--- Source passage ---
With an integrated PDU system, there is no need for a dedicated controller for the electronic locks. The locks also get powered up through auxiliary ports on the PDU. Operators can monitor, manage and authorize each cabinet access attempt wherever the cabinet is situated through remote management to the PDU, which is already part of the data center cabinet ecosystem. This significantly reduces the initial cost of deployment of cabinet-level locks as well as ongoing operating costs. Using this integrated, intuitive interface, data center operators are easily able to provide log reports for critical audit trails for regulatory compliance. It also reduces the need for wiring the electronic access systems to security panels, eliminating another unnecessary expense.

Card IDs can be stored within the PDU web interface. The PDU firmware should support either a standalone list of authorized users or integrate with third-party databases that control user access and rights management. For centralized authentication, either enterprise authentication services (i.e., those supporting networking protocols RADIUS, LDAP, Active Directory) or a DCIM solution can be used.
---
▶ **Questions**:
A - Summarize the passage on PDU-integrated cabinet locks in two sentences.
B - Write a continuation of the passage on PDU-integrated cabinet locks, picking up after its last sentence.
The lines after this passage have nothing to do with it.
--- Given records ---
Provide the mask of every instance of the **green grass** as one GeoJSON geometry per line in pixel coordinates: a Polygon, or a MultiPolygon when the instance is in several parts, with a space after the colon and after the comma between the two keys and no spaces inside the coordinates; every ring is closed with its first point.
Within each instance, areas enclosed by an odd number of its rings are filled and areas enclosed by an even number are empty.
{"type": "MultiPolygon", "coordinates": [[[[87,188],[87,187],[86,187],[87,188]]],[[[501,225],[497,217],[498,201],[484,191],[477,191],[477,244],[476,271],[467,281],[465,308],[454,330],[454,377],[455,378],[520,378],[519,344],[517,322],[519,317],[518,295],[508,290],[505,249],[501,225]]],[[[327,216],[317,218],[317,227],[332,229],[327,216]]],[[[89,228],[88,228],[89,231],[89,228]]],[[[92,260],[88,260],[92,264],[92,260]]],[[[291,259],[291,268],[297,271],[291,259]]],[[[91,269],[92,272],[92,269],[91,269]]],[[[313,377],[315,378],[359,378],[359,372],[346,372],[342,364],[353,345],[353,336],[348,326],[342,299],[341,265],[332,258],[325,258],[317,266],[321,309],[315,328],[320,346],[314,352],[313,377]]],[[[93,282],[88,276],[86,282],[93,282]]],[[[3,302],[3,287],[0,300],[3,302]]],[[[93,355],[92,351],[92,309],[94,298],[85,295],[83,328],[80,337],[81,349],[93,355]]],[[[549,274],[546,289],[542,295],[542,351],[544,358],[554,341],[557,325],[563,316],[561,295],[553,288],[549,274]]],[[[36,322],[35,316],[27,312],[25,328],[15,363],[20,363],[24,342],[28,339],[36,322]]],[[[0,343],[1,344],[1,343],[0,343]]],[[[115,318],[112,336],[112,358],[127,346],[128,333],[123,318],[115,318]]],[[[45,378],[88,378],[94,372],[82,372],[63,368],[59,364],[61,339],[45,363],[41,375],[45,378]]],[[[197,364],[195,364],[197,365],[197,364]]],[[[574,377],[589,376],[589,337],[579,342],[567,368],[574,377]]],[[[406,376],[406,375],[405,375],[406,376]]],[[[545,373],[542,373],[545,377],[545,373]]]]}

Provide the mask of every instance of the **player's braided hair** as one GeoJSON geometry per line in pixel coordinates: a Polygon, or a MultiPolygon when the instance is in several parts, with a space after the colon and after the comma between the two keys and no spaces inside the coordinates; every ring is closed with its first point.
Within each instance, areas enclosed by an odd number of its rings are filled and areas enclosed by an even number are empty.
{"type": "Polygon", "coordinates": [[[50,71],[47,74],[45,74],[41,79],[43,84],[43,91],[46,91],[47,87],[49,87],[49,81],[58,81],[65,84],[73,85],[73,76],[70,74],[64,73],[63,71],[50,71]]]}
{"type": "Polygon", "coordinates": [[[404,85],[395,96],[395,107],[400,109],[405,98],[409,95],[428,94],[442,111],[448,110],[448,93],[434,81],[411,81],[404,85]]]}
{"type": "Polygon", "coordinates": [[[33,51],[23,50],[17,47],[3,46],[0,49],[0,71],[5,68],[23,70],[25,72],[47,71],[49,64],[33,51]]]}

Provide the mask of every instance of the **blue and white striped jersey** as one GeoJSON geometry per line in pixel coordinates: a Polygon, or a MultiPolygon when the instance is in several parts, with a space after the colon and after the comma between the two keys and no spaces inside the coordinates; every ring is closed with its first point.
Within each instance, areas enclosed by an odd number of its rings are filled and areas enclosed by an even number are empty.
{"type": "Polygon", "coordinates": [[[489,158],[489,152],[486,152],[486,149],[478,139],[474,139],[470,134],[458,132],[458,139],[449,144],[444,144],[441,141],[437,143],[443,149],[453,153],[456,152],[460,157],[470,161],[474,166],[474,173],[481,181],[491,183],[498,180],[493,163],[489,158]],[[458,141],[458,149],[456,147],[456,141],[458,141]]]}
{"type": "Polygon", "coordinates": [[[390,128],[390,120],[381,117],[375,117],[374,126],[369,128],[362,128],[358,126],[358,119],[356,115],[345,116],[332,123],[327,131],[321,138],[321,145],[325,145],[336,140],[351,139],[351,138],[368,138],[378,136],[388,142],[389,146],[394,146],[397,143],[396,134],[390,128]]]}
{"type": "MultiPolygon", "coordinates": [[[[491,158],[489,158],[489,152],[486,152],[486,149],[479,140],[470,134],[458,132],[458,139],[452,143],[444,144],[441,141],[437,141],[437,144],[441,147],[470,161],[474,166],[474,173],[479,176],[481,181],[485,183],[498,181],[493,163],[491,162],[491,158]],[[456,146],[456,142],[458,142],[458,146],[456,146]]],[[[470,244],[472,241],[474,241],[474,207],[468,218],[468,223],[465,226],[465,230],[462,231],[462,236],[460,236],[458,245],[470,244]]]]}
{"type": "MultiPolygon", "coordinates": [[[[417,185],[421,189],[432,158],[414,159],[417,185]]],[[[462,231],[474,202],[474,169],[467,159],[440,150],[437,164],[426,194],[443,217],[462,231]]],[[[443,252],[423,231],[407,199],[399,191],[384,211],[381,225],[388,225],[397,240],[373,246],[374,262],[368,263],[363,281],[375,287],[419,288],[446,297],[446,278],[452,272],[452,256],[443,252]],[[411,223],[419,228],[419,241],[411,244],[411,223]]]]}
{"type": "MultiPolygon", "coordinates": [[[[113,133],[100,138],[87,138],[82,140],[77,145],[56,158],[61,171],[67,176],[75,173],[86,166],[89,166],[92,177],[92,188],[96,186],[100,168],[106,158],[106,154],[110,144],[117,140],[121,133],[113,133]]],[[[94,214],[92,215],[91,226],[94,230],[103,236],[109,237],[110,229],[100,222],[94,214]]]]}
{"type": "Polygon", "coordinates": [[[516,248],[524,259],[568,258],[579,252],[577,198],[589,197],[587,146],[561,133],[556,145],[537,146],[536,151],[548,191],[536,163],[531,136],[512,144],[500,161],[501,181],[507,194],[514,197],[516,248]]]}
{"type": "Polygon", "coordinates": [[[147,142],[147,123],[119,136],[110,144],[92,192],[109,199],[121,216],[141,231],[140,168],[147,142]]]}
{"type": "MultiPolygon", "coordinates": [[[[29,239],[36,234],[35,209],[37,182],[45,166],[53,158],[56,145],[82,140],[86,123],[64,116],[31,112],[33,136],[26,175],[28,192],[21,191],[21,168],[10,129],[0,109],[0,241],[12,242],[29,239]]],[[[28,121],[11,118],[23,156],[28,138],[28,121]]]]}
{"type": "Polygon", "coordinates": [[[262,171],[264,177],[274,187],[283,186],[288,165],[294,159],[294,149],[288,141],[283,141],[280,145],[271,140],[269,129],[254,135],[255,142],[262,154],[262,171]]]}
---
▶ **Answers to the exercises**:
A - With an integrated PDU system, electronic cabinet locks need no dedicated controller and draw power from the PDU's auxiliary ports, while operators monitor, manage and authorize each access attempt remotely. This cuts deployment and operating costs, removes the need to wire access systems to security panels, and makes it easy to provide log reports for audit trails, with card IDs stored in the PDU web interface and authentication handled through a standalone user list, third-party databases, enterprise services or a DCIM solution.

B -
Networking Through a Separate Controller Module

Electronic locks can also be managed through a dedicated controller module located in every cabinet. While this does increase the initial hardware cost, ongoing operational costs can still be significantly reduced by networking several locks through advanced IP consolidation technology. The PDUs that support IP consolidation allow multiple PDUs to connect through a single physical network connection, IP address and interface, thereby reducing network overhead to monitor at the rack level. For example, some IP consolidation solutions allow up to 32 controllers to be networked under only one IP address with an alternate second connection for failover capability. This means MTDCs and colocation providers do not have to pass on unnecessary networking costs to their tenants.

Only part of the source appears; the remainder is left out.